**Set problem**
Reproduce the items from the line containing "Please spot the front grille" through the end of the items, inclusive, keeping each request unchanged. Multiply every coordinate in the answers by 1.75 and round to the nearest whole number, rounding halves up.

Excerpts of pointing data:
◆ ◆ ◆
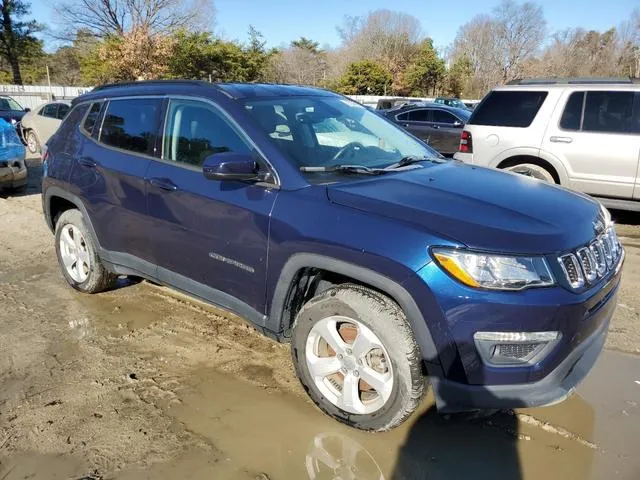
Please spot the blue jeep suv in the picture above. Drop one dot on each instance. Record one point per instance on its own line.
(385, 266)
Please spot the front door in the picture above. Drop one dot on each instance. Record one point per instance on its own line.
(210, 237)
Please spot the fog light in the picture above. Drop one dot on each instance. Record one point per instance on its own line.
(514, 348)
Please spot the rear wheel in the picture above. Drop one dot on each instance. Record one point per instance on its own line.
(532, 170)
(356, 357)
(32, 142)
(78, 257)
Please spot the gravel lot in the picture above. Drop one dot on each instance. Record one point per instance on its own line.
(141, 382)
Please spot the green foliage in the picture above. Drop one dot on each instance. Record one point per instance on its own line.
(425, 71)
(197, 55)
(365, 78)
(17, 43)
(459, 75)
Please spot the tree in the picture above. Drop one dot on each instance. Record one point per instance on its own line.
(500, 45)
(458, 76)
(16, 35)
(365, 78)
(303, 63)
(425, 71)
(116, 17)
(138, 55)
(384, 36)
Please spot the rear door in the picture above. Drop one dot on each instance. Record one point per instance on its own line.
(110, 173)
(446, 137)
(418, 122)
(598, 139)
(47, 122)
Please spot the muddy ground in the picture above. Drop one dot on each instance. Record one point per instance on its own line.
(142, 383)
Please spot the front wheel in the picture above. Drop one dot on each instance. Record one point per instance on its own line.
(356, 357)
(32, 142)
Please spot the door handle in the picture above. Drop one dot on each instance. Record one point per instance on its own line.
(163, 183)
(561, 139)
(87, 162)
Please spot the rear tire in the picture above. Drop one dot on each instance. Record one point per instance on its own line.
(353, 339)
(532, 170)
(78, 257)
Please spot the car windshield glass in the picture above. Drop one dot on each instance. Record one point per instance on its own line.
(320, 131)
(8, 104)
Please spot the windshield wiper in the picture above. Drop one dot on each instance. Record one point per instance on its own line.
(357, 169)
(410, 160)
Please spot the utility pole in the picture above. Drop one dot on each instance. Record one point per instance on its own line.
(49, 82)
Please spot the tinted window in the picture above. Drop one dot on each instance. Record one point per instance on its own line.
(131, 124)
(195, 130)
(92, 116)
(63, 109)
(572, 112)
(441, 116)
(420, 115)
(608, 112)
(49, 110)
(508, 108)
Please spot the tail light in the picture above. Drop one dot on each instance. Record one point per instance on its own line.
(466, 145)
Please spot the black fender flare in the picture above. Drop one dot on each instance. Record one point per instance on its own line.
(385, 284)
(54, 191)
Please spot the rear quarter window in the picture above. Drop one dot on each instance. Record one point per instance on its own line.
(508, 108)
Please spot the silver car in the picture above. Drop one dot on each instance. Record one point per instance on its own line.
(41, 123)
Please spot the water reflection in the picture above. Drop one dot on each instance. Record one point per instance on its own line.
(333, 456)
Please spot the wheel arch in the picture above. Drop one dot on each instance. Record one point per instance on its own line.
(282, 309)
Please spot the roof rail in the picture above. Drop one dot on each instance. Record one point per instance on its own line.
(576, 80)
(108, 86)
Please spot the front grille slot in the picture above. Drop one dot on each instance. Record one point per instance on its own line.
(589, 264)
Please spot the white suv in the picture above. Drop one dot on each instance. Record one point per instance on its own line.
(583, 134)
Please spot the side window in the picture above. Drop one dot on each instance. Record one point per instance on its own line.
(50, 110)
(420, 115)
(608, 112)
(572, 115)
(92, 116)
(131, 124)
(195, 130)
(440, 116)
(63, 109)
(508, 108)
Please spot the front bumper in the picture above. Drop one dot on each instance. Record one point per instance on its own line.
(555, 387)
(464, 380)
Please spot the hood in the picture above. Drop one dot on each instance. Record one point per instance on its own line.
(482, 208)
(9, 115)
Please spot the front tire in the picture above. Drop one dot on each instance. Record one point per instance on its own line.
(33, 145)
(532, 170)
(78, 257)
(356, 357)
◆ ◆ ◆
**Solution for this task**
Please spot the front grille slot in the picture above. Drop one dot on each instance. Record one point per instance on its own line.
(1031, 462)
Please spot the white suv in the picture above. Drop one dot on each instance. Record one point per instance on its own line.
(1020, 235)
Please spot the side window in the picture above. Drop one dot on each instance. Record one point per instance on its own line.
(88, 193)
(735, 201)
(1064, 196)
(1001, 201)
(161, 203)
(229, 217)
(341, 228)
(770, 203)
(110, 191)
(889, 189)
Please spot the front bumper in the picture above. Drop one dot on each instance. Record one point per instance on its own line.
(971, 677)
(812, 665)
Please spot the hood in the picture above. Drop one dot on each instance. Record one point per instance on its own line.
(844, 364)
(16, 201)
Please spot the front tire in the picture above. Drop one dot on each instance. Record one point per instance on its own line.
(58, 254)
(931, 298)
(137, 450)
(623, 625)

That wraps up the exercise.